### Supplied information ###

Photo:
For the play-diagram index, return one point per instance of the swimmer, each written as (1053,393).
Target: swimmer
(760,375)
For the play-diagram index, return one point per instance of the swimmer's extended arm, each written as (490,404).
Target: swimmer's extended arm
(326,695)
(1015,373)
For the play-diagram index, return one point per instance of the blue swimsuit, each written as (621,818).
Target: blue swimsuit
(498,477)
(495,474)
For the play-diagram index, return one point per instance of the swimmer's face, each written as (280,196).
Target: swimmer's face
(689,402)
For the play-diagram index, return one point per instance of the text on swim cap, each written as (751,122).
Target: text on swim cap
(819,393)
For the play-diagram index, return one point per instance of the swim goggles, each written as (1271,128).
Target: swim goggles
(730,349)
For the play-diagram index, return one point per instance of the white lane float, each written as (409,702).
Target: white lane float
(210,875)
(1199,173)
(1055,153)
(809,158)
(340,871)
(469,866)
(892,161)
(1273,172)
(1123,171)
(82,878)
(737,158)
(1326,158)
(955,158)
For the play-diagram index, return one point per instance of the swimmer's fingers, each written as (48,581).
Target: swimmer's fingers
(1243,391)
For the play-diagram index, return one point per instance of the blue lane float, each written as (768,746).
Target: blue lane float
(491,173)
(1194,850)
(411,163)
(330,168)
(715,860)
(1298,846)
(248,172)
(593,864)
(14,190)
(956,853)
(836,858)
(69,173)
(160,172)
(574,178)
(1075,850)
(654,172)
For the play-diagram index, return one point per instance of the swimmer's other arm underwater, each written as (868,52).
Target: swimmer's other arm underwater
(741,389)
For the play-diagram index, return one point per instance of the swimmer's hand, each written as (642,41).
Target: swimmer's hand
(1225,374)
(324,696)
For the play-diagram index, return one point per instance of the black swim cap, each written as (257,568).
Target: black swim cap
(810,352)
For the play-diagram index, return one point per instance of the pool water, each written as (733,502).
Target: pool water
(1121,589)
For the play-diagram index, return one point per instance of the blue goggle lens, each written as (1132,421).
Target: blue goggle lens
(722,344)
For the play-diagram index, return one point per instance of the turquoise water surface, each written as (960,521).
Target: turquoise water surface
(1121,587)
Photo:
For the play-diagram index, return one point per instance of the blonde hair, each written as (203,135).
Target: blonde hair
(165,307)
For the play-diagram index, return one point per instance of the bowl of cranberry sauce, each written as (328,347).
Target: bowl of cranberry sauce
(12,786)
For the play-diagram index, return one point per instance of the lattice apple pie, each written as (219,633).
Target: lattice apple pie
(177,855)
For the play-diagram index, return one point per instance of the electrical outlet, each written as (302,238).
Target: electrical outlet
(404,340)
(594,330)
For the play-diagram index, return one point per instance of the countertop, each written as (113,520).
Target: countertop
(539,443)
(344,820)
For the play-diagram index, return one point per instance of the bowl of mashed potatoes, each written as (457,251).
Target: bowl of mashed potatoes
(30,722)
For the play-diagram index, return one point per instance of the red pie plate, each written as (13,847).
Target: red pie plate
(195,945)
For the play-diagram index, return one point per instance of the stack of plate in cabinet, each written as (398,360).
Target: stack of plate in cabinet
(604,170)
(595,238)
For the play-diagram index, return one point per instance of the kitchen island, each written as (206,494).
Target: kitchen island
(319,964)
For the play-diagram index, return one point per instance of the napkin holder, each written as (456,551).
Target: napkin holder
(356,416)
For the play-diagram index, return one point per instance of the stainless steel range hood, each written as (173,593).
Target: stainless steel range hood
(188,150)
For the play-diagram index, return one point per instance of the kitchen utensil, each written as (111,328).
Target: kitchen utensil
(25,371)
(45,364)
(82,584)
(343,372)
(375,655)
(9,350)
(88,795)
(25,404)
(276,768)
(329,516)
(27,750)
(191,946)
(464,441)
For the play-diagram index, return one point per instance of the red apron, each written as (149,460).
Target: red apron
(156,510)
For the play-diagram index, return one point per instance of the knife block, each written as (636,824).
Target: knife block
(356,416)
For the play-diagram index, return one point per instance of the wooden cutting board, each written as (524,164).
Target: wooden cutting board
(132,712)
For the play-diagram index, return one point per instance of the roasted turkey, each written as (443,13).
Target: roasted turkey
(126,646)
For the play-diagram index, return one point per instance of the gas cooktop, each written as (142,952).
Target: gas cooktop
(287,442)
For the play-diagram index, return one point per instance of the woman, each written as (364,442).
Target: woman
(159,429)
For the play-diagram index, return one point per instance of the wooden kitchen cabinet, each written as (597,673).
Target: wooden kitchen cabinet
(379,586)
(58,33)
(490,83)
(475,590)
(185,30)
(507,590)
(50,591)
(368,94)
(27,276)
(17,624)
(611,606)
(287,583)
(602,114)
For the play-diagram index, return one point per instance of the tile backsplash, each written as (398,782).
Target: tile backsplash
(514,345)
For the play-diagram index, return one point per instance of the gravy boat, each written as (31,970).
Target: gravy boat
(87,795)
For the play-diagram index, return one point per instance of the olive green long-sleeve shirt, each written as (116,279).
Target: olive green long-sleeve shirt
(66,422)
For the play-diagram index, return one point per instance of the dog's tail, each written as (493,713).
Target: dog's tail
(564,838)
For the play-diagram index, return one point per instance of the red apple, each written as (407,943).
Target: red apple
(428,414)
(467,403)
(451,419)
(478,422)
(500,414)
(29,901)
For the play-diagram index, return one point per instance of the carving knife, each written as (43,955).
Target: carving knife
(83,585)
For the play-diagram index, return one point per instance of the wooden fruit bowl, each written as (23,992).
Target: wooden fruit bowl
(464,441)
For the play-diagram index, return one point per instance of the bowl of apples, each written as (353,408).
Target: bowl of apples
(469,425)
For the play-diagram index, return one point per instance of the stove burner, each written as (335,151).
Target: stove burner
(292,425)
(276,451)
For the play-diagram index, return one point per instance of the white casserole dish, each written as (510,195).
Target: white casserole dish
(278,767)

###

▸ **Aim of the exercise**: Print all of the entries again, exactly as written.

▸ **Final result**:
Photo:
For the play-diagram index, return one point per instance of the swimmer, each written as (1053,393).
Target: swimmer
(760,375)
For the play-diagram index, return one point per instance of the swimmer's extended arm, each written as (490,404).
Target: swimmer's extended arm
(326,695)
(1015,373)
For the play-diagram index, return one point per instance of the blue swimsuit, each written as (621,818).
Target: blue swimsuit
(498,477)
(495,474)
For the play-diagram index, return one point per instance of the swimmer's face, each written as (280,196).
Target: swimmer's face
(689,402)
For the play-diagram index, return one point per instance of the text on swim cap, each written as (751,122).
Target: text on swim cap
(819,393)
For the play-diagram index, return one point per instance of the swim goggles, each written as (1271,128).
Target: swim goggles
(730,349)
For the play-diagram index, return one point per instance of the white lane float, each written as (409,702).
Target: white lane float
(210,875)
(1199,173)
(1055,153)
(809,158)
(340,871)
(469,866)
(892,161)
(1273,172)
(1123,171)
(82,878)
(737,158)
(1326,158)
(955,158)
For the play-diagram index, return one point per instance of the swimmer's fingers, each written as (48,581).
Target: swimmer's fingers
(1243,391)
For the play-diagram index, return one point per instance of the blue lane float, each written as (768,746).
Target: blue lane float
(491,173)
(1194,850)
(411,163)
(330,168)
(715,860)
(1298,846)
(248,172)
(593,864)
(14,190)
(956,853)
(836,858)
(69,173)
(160,172)
(574,178)
(1075,850)
(654,172)
For the play-diagram index, return one point per instance of the swimmer's other arm underwater, each written as (868,52).
Target: swimmer's other arm underwater
(741,389)
For the play-diagram index, return one point per instance of the swimmer's hand, each written as (642,41).
Target: swimmer's hand
(1225,374)
(324,696)
For the play-diagram index, return one point per instance of the black swim cap, each written as (257,568).
Target: black swim cap
(810,352)
For the play-diagram index, return one point per instance of the pool water, each written as (733,502).
Target: pool water
(1121,589)
For the play-diagram index, return one point per instance of the blue goggle lens, each written as (1132,421).
Target: blue goggle lens
(722,344)
For the play-diagram index, return one point per instance of the turquoise water surface, each written as (960,521).
Target: turquoise water surface
(1121,587)
Photo:
For the play-diagram index, return one point per instance of the blonde hair, each written as (203,135).
Target: blonde hair
(165,307)
For the play-diagram index, return one point per instance of the bowl of cranberry sauce, each written as (328,347).
Target: bowl of cranberry sauce
(12,786)
For the play-diagram index, return one point per instance of the lattice apple pie, each written as (219,633).
Target: lattice apple pie
(177,855)
For the play-diagram index, return one point per instance of the electrical outlet, each written as (302,238).
Target: electrical outlet
(404,340)
(594,330)
For the play-diagram index, return one point per instance of the countertop, each written as (113,520).
Target: countertop
(539,443)
(344,820)
For the play-diagram index, return one point per instance of the bowl of mashed potatoes, each written as (457,251).
Target: bowl of mashed potatoes
(30,722)
For the play-diagram index, return one point per instance of the red pie plate, each written as (13,847).
Target: red pie plate
(195,945)
For the play-diagram index, return one point per instance of the stack of plate in cabinet, each written as (398,360).
Target: stack of plate in cabinet
(604,170)
(595,238)
For the play-diagram index, return one point per instance of the kitchen island, each written as (206,494).
Target: kitchen island
(319,964)
For the play-diagram index, return one point per instance of the napkin holder, each written as (456,551).
Target: napkin holder
(356,416)
For the play-diagram index, return one point per instance of the stainless steel range hood, each written as (173,593).
Target: stainless steel range hood
(188,150)
For the play-diagram index, return one point per instance of the kitchen utensil, each written as (111,328).
Target: kitchen utensil
(25,371)
(45,364)
(82,584)
(343,372)
(375,655)
(9,350)
(88,795)
(25,404)
(276,768)
(329,516)
(27,750)
(191,946)
(464,441)
For the play-diagram index, return one point per instance of the red apron, each written as (149,460).
Target: red apron
(156,510)
For the play-diagram index, return one point per instance of the knife block, each written as (636,824).
Target: knife block
(356,416)
For the play-diagram index, return one point per instance of the wooden cutting board, each written as (524,164).
Target: wooden cutting board
(132,712)
For the play-diagram index, return one point per instance of the roasted turkey, each written as (443,13).
Target: roasted turkey
(126,646)
For the play-diagram index, return one point per instance of the gas cooktop, each written as (142,952).
Target: gas cooktop
(287,442)
For the play-diagram index, return one point per instance of the woman, each written as (364,442).
Target: woman
(159,429)
For the play-diagram index, return one point per instance of the wooden kitchen cabinet, each written as (597,673).
Target: wooden kitchen cabinet
(379,586)
(58,33)
(490,83)
(475,590)
(185,30)
(507,590)
(50,591)
(368,94)
(27,276)
(17,624)
(611,606)
(287,583)
(602,114)
For the play-diagram index, return one point per instance of the tile backsplash, each written as (398,782).
Target: tile backsplash
(514,345)
For the play-diagram index, return one point per instance of the gravy boat, each written as (31,970).
Target: gravy boat
(87,795)
For the play-diagram index, return one point per instance of the olive green long-sleeve shirt, each written as (116,279).
Target: olive green long-sleeve shirt
(66,422)
For the play-diagram index, return one point per instance of the dog's tail, each written as (493,713).
Target: dog's tail
(564,838)
For the play-diagram index, return one point per instance of the red apple, each written as (407,943).
Target: red apple
(428,414)
(467,403)
(451,419)
(478,422)
(500,414)
(29,901)
For the play-diagram index, return one point per instance of the carving knife, each written as (43,955).
Target: carving knife
(83,585)
For the play-diagram index, return one point per instance of the wooden fruit bowl, each written as (23,992).
Target: wooden fruit bowl
(464,441)
For the play-diagram index, return one point per instance of the bowl of apples, each written as (353,408).
Target: bowl of apples
(469,425)
For the play-diagram index, return one point per instance of the stove burner, each written as (335,151).
Target: stove burner
(292,425)
(276,451)
For the play-diagram index, return one point per instance of the white casserole dish, each written as (510,195).
Target: white casserole dish
(278,767)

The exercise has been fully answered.